> _Items from a dataset_

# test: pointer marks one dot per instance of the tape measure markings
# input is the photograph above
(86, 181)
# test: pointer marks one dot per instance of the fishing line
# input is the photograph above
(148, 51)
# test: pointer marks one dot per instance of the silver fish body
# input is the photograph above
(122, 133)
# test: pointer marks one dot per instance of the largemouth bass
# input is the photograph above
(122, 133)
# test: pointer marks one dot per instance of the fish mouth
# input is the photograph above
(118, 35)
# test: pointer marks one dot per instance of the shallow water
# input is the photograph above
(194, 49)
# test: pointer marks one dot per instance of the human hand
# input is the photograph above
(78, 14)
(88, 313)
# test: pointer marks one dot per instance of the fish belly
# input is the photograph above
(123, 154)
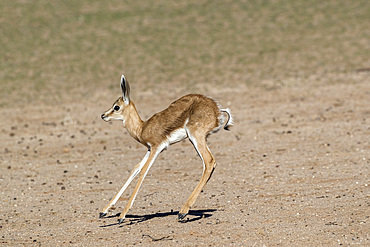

> _Do this_
Rewrite the stretch from the line containing "# test: pointer marks one dot per instance of the largemouth" through the end of the records, putting "open water" in place of "shallow water" and changing nothing else. Leave the pictures out.

> _Exercise solution_
# test: pointer marks one dot per instance of the largemouth bass
# input is the photograph above
(122, 133)
# test: pointer marks one dot per instance of the fish mouth
# input is the photograph above
(118, 35)
# test: pointer marks one dot per instance of the open water
# input is the photograph above
(194, 49)
# test: pointer marks one dot per instance of the human hand
# input is the photograph above
(78, 14)
(88, 313)
# test: pointer marks one dot per instance of the fish belly
# input is the photograph above
(123, 154)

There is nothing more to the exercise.